------ EXTRACTED INFORMATION ------

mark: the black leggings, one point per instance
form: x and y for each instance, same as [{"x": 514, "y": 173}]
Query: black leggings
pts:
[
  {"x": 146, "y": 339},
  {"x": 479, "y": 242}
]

------

## DESCRIPTION OF THE TASK
Copy every line above in full, changing only the x and y coordinates in the answers: multiply each by 1.75 and round to the nearest whole number, rounding halves up.

## CORRECT RESULT
mark: the black leggings, one point per instance
form: x and y for each instance, same as [{"x": 514, "y": 173}]
Query: black leggings
pts:
[
  {"x": 256, "y": 593},
  {"x": 838, "y": 424}
]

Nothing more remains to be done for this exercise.